__Exercises to complete__.
(a) The passage on commitment below lists several things a person without a commitment that touches their core is compared to. List all of them.
(b) Answer these questions from the passage on commitment below:
(i) What three elements are conscious human beings composed of?
(ii) Which dictionary is given as the source of the quoted definition about principles of conduct?
(iii) Once a person has committed to the instructorship, what two other things have they also committed to?

__Source text__.
--- begin ---
The word commitment strikes different chords in different people. But rarely do people understand what it means to be committed. We, as conscious human beings, are composed of three elements: the mind, the body and the soul. When these three are in unison then a true commitment takes place. Only a person with high ideals can commit themselves, but only to a high ideal. Most of our lives we commit to things that have little or no significant impact in our lives and sometimes it is only one real thing that we can commit all ourselves to.


Then the following questions must be asked:

a. Can you make real commitment?
b. Have you ever made a real commitment?
c. Do you think that you want to commit to the process?
d. Do you want to commit yourself to help someone go through the process of Knowledge?
e. Is this life, its growth, its enjoyment a high ideal for you?

Obviously answers to such questions are very personal. one cannot be expected to write or verbalize these answers. For these answers dwell in the heart, soul and the mind of an individual.


In our daily routines and functions we make minor commitments. Sometimes we break them, sometimes we uphold them, but these commitments are not the kind of commitments that are being discussed here. The heart and soul of the commitment that is being discussed goes to the very core of one's existence. You, as an individual, and you alone can decide what you want to be committed to. A person without a commitment that touches their core, is a ship without a rudder, is a piano without keys, is a violin without strings, is a bird without wings, is a day without a sun. A real commitment is something that does not waver, nor can it be made towards something that does.

Most of us perhaps never had to take such a daring step, but if one is to participate in the instructorship then this is a step we will have to take. Once a person has committed themselves to this instructorship, they have also committed themselves to the Knowledge process and Maharaji, and this commitment has to be real, unquestionable and unwavering. Then, and only then, the fruits of making this commitment and the effort towards instructorship can be enjoyed.


Sometimes in life believing is not enough. Faith and knowledge and an unquestionable desire are necessary as well. The choice is yours and always will be.



"The principles of conduct governing an individual or a profession- standards of behavior." (Webster's Third New International Dictionary).

It would be easy to create very specific rules, covering very specific situations, and provide the instructors with a great list of what not to do. But that is not the purpose of this training. Rather it is expected that good conscious behavior, good judgment, and good discretion on the part of the instructor would be more appropriate, and perhaps serve a better function. If it all had to be put in one sentence then this sentence would be the most appropriate: "The behavior, the character, the display and the action of an instructor should always be impeccable."
--- end ---
__Dataset records__.
--- begin ---
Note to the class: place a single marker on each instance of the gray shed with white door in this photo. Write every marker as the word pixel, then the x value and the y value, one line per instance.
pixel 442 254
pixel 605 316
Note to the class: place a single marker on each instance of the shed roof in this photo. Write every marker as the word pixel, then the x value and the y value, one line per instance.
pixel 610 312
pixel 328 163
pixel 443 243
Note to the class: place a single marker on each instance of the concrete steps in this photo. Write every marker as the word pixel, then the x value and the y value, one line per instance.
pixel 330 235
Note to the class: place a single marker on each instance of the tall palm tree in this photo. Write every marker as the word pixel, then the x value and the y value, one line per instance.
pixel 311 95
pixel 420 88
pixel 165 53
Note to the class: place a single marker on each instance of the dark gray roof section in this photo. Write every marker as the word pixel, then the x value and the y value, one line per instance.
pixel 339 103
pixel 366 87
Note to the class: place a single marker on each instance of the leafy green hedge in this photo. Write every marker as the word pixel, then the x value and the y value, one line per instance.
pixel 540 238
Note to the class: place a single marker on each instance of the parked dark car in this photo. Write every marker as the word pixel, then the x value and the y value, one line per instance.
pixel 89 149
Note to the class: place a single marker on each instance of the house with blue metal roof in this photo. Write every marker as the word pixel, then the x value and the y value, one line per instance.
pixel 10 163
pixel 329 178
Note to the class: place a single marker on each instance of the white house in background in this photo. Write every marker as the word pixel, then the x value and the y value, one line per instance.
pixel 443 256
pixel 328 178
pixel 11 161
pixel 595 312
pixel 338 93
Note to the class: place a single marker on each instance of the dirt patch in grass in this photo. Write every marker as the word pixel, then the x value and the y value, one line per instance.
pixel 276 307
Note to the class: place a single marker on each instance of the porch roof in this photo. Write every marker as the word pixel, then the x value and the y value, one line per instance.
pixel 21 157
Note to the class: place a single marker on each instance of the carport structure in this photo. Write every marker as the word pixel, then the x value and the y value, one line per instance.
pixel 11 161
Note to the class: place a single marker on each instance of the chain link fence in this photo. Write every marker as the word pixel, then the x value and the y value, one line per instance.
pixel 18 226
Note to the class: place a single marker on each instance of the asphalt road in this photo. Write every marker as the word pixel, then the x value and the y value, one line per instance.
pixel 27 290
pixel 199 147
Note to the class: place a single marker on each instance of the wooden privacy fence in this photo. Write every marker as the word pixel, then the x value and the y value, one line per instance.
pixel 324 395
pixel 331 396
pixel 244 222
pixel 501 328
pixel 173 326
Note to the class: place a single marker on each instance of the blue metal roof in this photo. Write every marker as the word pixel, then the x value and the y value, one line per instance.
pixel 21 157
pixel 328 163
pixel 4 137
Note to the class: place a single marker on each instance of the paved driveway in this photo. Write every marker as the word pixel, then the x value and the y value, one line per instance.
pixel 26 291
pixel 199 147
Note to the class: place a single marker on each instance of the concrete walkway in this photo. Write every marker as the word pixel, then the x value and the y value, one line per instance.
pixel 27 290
--- end ---
__Replies__.
(a)
- a ship without a rudder
- a piano without keys
- a violin without strings
- a bird without wings
- a day without a sun

(b)
(i) The mind, the body and the soul.
(ii) Webster's Third New International Dictionary.
(iii) The Knowledge process and Maharaji.